--- begin SOURCE RECORDS ---
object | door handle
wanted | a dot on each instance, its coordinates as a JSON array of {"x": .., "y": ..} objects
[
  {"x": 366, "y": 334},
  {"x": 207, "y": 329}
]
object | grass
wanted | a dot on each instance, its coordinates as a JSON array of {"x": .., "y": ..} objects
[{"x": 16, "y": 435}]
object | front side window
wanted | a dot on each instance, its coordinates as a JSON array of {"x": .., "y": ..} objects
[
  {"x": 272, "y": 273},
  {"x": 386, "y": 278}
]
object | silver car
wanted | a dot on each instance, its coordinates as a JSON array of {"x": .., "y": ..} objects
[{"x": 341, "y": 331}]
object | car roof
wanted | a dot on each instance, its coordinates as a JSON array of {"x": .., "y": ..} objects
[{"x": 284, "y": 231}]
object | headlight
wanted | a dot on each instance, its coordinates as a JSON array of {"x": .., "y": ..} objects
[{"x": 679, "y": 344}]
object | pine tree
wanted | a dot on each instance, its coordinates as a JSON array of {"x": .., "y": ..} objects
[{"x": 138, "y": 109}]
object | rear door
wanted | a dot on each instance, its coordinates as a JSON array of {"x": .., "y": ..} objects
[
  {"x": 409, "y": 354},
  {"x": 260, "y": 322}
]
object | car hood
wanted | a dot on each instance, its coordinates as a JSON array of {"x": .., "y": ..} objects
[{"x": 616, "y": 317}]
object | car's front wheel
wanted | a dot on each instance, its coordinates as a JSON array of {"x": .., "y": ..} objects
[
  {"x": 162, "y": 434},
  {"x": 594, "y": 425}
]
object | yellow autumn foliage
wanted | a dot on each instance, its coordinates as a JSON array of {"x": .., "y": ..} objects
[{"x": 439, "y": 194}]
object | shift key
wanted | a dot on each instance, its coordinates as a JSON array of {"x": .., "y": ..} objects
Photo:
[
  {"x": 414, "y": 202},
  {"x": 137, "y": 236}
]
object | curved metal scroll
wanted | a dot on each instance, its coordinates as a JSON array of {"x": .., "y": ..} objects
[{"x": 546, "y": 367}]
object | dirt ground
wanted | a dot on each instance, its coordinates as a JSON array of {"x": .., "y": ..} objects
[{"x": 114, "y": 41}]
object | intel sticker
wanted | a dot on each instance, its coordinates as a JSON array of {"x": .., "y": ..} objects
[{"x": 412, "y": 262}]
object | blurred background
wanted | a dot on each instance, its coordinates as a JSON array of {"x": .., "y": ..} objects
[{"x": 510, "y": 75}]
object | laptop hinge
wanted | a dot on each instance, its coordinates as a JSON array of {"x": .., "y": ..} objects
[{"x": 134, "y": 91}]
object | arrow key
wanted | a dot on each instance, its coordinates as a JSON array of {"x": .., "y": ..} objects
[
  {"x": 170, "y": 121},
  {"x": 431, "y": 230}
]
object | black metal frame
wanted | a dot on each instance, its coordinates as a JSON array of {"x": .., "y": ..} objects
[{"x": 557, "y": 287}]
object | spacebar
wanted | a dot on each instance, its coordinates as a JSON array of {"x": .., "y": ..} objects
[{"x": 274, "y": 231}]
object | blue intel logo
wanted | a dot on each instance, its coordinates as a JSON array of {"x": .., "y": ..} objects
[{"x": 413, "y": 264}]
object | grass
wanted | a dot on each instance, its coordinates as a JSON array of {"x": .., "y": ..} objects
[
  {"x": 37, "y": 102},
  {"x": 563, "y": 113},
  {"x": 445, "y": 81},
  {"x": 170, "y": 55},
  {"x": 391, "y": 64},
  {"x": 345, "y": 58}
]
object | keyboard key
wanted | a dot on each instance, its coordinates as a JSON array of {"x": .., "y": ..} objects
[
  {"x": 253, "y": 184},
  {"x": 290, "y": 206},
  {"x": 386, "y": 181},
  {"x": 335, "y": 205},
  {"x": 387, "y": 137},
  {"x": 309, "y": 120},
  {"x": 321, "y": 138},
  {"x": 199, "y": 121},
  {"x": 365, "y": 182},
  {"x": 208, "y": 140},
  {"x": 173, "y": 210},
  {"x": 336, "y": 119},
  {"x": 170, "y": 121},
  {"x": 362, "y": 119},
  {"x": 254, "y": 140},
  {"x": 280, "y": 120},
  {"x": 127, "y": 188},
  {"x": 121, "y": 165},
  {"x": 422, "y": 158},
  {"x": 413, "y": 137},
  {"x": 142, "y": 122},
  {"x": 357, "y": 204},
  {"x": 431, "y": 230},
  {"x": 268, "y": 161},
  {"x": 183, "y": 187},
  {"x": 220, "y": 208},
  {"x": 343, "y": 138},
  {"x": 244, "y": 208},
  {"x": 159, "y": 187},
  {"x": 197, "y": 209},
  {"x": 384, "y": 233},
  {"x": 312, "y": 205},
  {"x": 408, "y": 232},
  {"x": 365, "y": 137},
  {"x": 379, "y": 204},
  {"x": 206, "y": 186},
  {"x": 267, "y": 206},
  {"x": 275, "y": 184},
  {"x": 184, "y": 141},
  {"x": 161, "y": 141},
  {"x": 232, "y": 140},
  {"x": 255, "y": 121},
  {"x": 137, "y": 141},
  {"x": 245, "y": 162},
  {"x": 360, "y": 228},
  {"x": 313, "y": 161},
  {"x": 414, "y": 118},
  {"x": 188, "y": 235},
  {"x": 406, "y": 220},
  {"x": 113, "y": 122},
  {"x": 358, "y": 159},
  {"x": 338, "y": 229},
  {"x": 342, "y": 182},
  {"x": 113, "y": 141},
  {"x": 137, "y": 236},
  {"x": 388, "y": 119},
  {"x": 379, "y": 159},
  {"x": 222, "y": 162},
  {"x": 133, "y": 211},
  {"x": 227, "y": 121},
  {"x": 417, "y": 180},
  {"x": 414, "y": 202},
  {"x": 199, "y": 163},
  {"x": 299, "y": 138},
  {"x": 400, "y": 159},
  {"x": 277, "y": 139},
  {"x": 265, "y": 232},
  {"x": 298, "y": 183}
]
--- end SOURCE RECORDS ---
--- begin SOURCE RECORDS ---
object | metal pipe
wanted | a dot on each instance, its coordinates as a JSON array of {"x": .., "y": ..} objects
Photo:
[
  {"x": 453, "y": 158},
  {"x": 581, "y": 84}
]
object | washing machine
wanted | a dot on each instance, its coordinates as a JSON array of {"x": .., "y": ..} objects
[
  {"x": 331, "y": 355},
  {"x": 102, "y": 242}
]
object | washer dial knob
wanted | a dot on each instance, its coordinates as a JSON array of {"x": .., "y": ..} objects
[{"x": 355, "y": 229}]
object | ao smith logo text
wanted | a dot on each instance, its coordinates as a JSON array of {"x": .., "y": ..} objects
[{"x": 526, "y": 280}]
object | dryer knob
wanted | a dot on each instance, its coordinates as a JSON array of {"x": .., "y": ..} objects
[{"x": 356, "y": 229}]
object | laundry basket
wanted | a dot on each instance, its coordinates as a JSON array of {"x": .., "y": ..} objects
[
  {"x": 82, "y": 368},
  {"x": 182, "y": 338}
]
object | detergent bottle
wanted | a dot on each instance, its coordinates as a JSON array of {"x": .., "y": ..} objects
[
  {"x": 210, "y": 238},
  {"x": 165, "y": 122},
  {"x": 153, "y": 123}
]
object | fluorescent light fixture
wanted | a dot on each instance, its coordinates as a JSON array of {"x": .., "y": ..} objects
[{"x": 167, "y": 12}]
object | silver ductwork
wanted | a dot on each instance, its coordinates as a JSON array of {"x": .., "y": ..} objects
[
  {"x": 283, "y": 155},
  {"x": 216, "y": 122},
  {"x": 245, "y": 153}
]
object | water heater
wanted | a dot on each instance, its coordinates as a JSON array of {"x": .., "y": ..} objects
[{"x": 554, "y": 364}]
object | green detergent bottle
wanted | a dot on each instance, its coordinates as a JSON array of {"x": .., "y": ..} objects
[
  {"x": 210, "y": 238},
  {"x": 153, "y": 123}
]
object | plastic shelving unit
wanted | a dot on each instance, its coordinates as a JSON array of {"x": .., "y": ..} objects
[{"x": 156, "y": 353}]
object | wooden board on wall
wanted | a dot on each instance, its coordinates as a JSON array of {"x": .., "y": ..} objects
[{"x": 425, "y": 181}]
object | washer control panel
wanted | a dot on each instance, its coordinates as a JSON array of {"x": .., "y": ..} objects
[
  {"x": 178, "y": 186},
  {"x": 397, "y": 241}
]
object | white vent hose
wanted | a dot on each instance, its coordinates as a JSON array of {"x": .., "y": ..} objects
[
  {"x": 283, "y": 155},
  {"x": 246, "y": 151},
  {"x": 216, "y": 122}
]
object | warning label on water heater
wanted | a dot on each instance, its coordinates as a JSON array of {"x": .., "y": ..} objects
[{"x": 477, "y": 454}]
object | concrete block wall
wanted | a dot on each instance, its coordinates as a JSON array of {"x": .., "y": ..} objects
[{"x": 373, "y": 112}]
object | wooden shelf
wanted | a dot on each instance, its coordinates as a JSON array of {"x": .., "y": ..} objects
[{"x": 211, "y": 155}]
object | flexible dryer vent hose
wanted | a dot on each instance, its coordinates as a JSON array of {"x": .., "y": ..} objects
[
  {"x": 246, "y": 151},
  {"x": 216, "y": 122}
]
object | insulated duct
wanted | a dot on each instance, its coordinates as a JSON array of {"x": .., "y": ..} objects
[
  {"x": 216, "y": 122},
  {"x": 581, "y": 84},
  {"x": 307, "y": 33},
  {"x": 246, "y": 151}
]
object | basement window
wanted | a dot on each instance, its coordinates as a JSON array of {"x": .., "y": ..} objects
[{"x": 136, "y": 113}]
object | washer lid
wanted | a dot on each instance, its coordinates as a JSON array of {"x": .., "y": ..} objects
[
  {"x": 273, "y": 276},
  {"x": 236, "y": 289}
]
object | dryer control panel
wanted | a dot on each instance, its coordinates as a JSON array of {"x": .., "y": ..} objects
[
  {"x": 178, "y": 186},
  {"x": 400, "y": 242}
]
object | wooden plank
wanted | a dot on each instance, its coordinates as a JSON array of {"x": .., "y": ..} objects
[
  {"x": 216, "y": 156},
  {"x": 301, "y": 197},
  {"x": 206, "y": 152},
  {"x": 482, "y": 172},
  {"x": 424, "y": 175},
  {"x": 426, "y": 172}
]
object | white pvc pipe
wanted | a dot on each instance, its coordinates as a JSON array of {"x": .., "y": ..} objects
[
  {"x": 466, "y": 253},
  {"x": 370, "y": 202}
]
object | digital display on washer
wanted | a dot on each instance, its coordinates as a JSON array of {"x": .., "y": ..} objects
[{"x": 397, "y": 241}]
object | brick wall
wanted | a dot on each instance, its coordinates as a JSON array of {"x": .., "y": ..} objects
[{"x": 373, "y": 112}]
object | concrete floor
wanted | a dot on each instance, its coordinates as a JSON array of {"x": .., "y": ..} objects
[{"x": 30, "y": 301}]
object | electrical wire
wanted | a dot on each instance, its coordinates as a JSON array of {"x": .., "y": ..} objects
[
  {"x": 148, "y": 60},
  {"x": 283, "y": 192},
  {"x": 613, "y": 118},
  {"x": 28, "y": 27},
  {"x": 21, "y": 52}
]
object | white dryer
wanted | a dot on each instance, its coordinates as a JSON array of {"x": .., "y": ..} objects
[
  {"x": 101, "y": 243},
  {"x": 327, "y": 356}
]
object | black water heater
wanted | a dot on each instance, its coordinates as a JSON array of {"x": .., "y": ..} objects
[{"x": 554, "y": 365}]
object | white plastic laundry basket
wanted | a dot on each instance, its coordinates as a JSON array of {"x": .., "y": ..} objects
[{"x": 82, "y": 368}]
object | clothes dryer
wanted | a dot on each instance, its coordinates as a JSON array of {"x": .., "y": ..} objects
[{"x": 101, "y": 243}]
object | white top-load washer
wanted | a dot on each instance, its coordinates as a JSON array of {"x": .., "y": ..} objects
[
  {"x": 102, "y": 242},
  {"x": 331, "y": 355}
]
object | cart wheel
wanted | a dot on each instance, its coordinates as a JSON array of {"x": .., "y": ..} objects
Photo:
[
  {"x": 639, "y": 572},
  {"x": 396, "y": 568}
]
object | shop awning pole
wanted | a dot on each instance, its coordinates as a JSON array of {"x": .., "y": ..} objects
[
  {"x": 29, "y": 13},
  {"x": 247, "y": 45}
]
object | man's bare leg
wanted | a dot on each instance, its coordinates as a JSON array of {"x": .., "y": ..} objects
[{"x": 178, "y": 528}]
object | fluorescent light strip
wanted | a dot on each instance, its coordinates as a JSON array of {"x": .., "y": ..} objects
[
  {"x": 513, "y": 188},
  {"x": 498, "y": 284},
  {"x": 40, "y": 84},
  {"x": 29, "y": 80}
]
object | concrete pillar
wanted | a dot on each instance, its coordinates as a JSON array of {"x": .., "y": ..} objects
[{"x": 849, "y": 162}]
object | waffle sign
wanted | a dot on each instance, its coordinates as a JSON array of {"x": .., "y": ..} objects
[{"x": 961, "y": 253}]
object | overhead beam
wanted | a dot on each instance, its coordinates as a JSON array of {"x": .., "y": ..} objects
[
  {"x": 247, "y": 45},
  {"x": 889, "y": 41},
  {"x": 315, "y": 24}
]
--- end SOURCE RECORDS ---
PROBLEM TO WORK ON> Extract every line of the entries above that contains the string "logo", matching case exactly.

SOLVED EXERCISE>
object | blue intel logo
object | ao smith logo text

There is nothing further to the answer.